[Records excerpted from a collection]
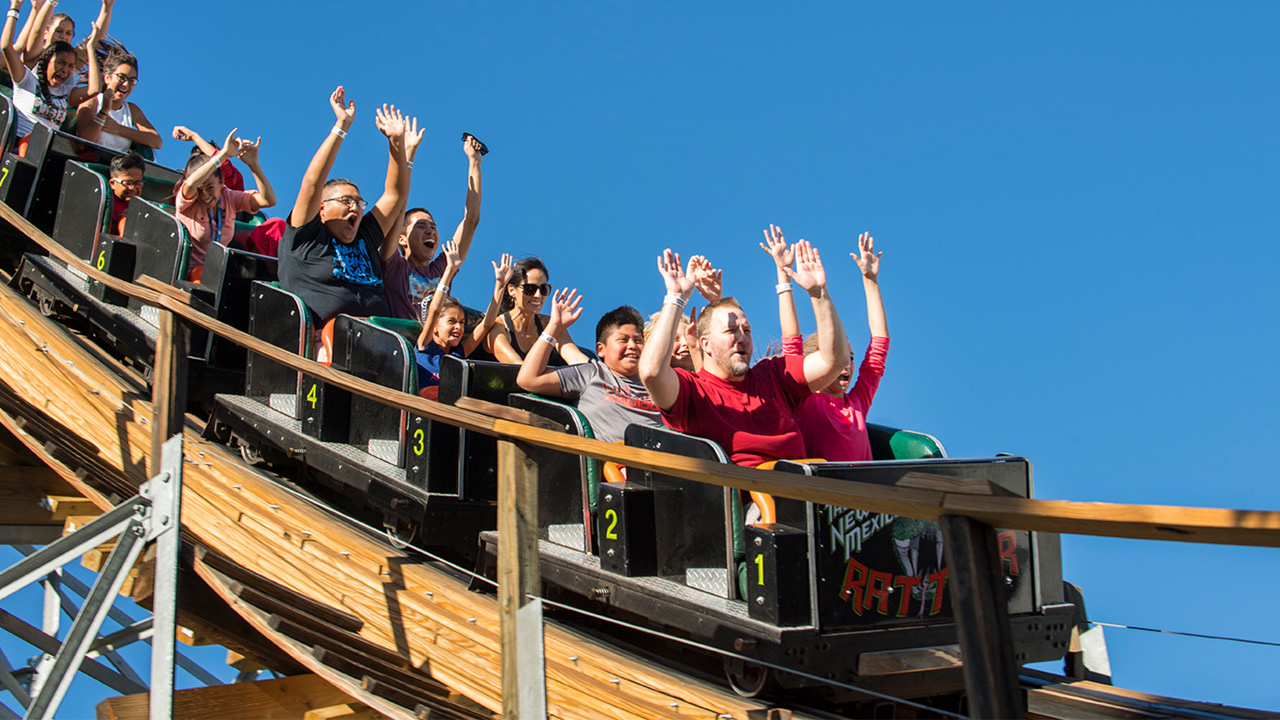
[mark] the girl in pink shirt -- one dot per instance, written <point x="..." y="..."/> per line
<point x="833" y="419"/>
<point x="208" y="209"/>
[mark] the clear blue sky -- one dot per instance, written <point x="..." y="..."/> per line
<point x="1075" y="205"/>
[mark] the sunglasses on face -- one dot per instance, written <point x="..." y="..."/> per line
<point x="348" y="200"/>
<point x="531" y="290"/>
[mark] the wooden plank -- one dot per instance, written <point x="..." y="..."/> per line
<point x="979" y="604"/>
<point x="519" y="577"/>
<point x="507" y="413"/>
<point x="284" y="698"/>
<point x="1137" y="522"/>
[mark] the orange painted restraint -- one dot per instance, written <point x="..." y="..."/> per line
<point x="615" y="473"/>
<point x="764" y="501"/>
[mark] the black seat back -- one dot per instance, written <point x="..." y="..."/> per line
<point x="282" y="319"/>
<point x="563" y="514"/>
<point x="695" y="543"/>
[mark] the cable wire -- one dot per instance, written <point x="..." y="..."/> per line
<point x="1269" y="643"/>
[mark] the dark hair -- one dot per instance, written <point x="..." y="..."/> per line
<point x="519" y="274"/>
<point x="119" y="58"/>
<point x="410" y="212"/>
<point x="127" y="162"/>
<point x="704" y="318"/>
<point x="42" y="62"/>
<point x="617" y="318"/>
<point x="337" y="182"/>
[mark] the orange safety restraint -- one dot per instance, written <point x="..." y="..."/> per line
<point x="764" y="501"/>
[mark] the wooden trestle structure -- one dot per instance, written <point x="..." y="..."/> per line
<point x="296" y="588"/>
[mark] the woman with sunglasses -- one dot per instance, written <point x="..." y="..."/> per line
<point x="110" y="119"/>
<point x="521" y="322"/>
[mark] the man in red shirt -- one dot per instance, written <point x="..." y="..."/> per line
<point x="748" y="410"/>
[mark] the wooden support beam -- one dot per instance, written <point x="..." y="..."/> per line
<point x="981" y="605"/>
<point x="265" y="700"/>
<point x="524" y="683"/>
<point x="168" y="384"/>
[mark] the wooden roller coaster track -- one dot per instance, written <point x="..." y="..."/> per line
<point x="310" y="592"/>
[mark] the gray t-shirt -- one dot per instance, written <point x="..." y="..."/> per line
<point x="609" y="401"/>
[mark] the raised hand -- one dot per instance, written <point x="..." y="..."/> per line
<point x="344" y="112"/>
<point x="248" y="150"/>
<point x="708" y="281"/>
<point x="673" y="274"/>
<point x="391" y="122"/>
<point x="809" y="272"/>
<point x="867" y="258"/>
<point x="776" y="245"/>
<point x="231" y="146"/>
<point x="502" y="270"/>
<point x="412" y="136"/>
<point x="565" y="308"/>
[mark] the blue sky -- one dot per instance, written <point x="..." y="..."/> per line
<point x="1075" y="204"/>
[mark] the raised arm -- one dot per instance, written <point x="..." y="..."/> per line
<point x="453" y="263"/>
<point x="501" y="277"/>
<point x="231" y="149"/>
<point x="263" y="196"/>
<point x="534" y="376"/>
<point x="471" y="212"/>
<point x="656" y="370"/>
<point x="868" y="261"/>
<point x="184" y="133"/>
<point x="821" y="368"/>
<point x="90" y="46"/>
<point x="37" y="28"/>
<point x="12" y="58"/>
<point x="389" y="208"/>
<point x="80" y="95"/>
<point x="776" y="245"/>
<point x="307" y="204"/>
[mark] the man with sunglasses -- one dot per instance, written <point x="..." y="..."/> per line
<point x="126" y="183"/>
<point x="329" y="251"/>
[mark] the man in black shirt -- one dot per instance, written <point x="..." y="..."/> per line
<point x="329" y="254"/>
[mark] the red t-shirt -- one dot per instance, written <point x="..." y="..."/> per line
<point x="835" y="428"/>
<point x="752" y="419"/>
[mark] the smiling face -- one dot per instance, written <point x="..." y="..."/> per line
<point x="339" y="212"/>
<point x="840" y="386"/>
<point x="621" y="350"/>
<point x="529" y="304"/>
<point x="210" y="190"/>
<point x="120" y="80"/>
<point x="448" y="328"/>
<point x="60" y="68"/>
<point x="62" y="31"/>
<point x="420" y="237"/>
<point x="127" y="183"/>
<point x="727" y="346"/>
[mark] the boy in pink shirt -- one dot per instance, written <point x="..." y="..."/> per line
<point x="208" y="208"/>
<point x="833" y="420"/>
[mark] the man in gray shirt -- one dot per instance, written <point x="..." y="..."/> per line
<point x="607" y="391"/>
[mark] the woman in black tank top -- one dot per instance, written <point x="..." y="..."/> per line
<point x="522" y="323"/>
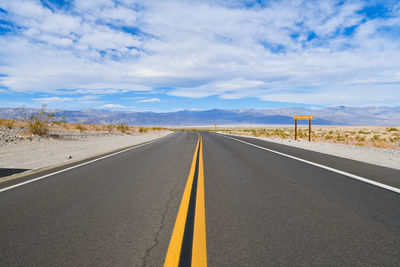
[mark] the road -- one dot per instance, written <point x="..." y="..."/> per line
<point x="210" y="199"/>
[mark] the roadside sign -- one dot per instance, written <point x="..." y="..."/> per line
<point x="303" y="117"/>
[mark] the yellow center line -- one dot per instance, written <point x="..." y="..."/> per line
<point x="199" y="253"/>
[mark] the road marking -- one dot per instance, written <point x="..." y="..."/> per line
<point x="79" y="165"/>
<point x="188" y="245"/>
<point x="199" y="253"/>
<point x="359" y="178"/>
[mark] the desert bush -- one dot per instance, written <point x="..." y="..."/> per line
<point x="80" y="127"/>
<point x="39" y="122"/>
<point x="123" y="127"/>
<point x="143" y="130"/>
<point x="156" y="128"/>
<point x="9" y="124"/>
<point x="110" y="128"/>
<point x="376" y="137"/>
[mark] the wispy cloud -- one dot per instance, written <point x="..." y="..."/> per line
<point x="54" y="99"/>
<point x="114" y="106"/>
<point x="150" y="100"/>
<point x="315" y="52"/>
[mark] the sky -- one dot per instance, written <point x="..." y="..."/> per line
<point x="196" y="55"/>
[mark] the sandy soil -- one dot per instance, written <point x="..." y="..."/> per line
<point x="373" y="155"/>
<point x="50" y="152"/>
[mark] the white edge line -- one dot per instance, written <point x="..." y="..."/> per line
<point x="79" y="165"/>
<point x="362" y="179"/>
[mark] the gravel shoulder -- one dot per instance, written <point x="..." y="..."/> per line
<point x="51" y="151"/>
<point x="377" y="156"/>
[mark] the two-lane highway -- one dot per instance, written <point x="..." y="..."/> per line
<point x="236" y="203"/>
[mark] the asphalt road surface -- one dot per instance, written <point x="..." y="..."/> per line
<point x="145" y="207"/>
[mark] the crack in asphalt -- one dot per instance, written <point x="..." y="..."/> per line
<point x="148" y="250"/>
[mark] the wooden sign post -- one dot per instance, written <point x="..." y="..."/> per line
<point x="303" y="117"/>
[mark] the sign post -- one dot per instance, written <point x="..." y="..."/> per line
<point x="303" y="117"/>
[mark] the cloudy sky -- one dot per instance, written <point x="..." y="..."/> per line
<point x="174" y="55"/>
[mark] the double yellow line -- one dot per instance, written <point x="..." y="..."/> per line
<point x="188" y="241"/>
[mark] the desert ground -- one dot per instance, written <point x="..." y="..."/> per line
<point x="65" y="142"/>
<point x="370" y="144"/>
<point x="364" y="136"/>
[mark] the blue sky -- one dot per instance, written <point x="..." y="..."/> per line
<point x="175" y="55"/>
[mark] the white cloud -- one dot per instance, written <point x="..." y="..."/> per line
<point x="113" y="106"/>
<point x="150" y="100"/>
<point x="53" y="99"/>
<point x="204" y="48"/>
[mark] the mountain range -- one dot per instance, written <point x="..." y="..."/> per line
<point x="340" y="115"/>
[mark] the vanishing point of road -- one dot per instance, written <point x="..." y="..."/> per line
<point x="192" y="199"/>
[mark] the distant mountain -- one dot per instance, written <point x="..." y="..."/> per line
<point x="328" y="116"/>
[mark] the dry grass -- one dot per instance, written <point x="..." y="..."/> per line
<point x="40" y="127"/>
<point x="369" y="136"/>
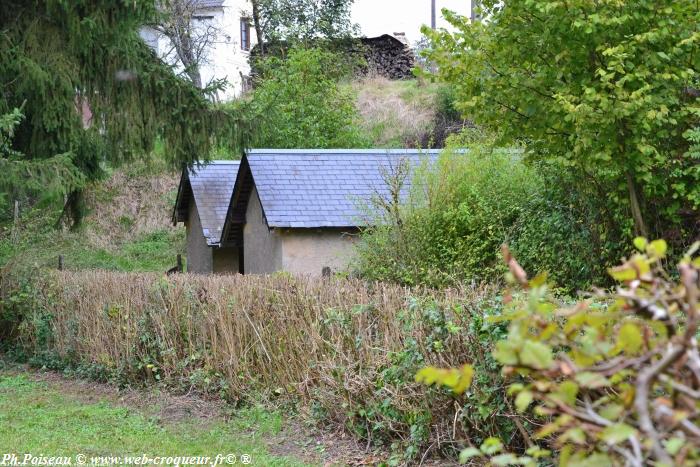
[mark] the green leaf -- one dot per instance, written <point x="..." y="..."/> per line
<point x="657" y="248"/>
<point x="630" y="338"/>
<point x="467" y="454"/>
<point x="458" y="380"/>
<point x="617" y="433"/>
<point x="536" y="355"/>
<point x="504" y="353"/>
<point x="612" y="411"/>
<point x="491" y="446"/>
<point x="641" y="243"/>
<point x="575" y="435"/>
<point x="674" y="445"/>
<point x="505" y="459"/>
<point x="522" y="402"/>
<point x="592" y="380"/>
<point x="566" y="392"/>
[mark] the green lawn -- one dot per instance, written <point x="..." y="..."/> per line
<point x="37" y="418"/>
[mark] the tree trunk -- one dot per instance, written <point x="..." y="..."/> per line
<point x="73" y="210"/>
<point x="258" y="26"/>
<point x="640" y="226"/>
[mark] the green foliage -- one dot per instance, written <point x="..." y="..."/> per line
<point x="25" y="180"/>
<point x="612" y="380"/>
<point x="299" y="104"/>
<point x="605" y="90"/>
<point x="96" y="68"/>
<point x="451" y="228"/>
<point x="303" y="20"/>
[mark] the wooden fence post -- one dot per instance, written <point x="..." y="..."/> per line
<point x="15" y="222"/>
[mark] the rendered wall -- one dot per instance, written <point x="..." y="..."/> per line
<point x="223" y="58"/>
<point x="262" y="247"/>
<point x="225" y="260"/>
<point x="308" y="251"/>
<point x="199" y="255"/>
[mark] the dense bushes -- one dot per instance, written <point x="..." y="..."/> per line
<point x="464" y="207"/>
<point x="343" y="350"/>
<point x="610" y="381"/>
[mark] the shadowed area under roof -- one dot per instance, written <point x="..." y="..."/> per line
<point x="211" y="186"/>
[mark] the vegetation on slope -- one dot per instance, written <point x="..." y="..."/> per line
<point x="127" y="227"/>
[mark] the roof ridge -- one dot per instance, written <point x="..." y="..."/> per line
<point x="342" y="151"/>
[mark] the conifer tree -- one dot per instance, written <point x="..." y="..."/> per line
<point x="91" y="94"/>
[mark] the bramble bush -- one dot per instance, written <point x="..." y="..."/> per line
<point x="611" y="380"/>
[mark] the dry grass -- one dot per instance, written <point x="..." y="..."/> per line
<point x="331" y="344"/>
<point x="395" y="113"/>
<point x="127" y="206"/>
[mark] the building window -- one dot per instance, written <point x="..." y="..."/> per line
<point x="245" y="34"/>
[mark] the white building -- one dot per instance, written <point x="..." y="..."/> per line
<point x="230" y="37"/>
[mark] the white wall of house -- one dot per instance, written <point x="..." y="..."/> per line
<point x="227" y="57"/>
<point x="377" y="17"/>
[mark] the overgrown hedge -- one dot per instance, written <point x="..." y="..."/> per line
<point x="341" y="350"/>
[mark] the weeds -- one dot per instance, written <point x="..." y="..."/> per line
<point x="342" y="350"/>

### What is asked
Beginning at the line that contains "[mark] the dense", retype each line of the listing up to and including the last one, exactly as it stands, and nothing else.

### Exercise solution
[mark] the dense bushes -- one dot per instance, written <point x="..." y="..."/> per line
<point x="464" y="207"/>
<point x="343" y="350"/>
<point x="610" y="381"/>
[mark] the shadowed area under roof -- one dot per instance, written <point x="..." y="..."/> per line
<point x="211" y="186"/>
[mark] the vegetation on slope -- one dot per instance, written <point x="..." y="..."/> per line
<point x="127" y="227"/>
[mark] the roof ridge -- one dot per instance, written <point x="..." y="..."/> per line
<point x="342" y="151"/>
[mark] the conifer tree -- one dot per instance, written <point x="..." y="..."/> per line
<point x="91" y="94"/>
[mark] the bramble bush -- one dot per instance, written <point x="..." y="..."/> per line
<point x="611" y="380"/>
[mark] the dry grass -- one dot per instance, written <point x="..." y="..."/> per line
<point x="331" y="344"/>
<point x="395" y="113"/>
<point x="127" y="206"/>
[mark] the building window -- one dot per instance, written <point x="..." y="..."/> per line
<point x="245" y="34"/>
[mark] the white building -- one dot per instance, written <point x="..." y="..."/> per line
<point x="230" y="37"/>
[mark] the white wall of house -- one dot per instance, written <point x="..." y="..."/> per line
<point x="227" y="57"/>
<point x="377" y="17"/>
[mark] the overgrown hedge -- one dot per instance, written <point x="..." y="..."/> per line
<point x="341" y="350"/>
[mark] the weeds -- one dot per instance, written <point x="..." y="..."/> per line
<point x="342" y="350"/>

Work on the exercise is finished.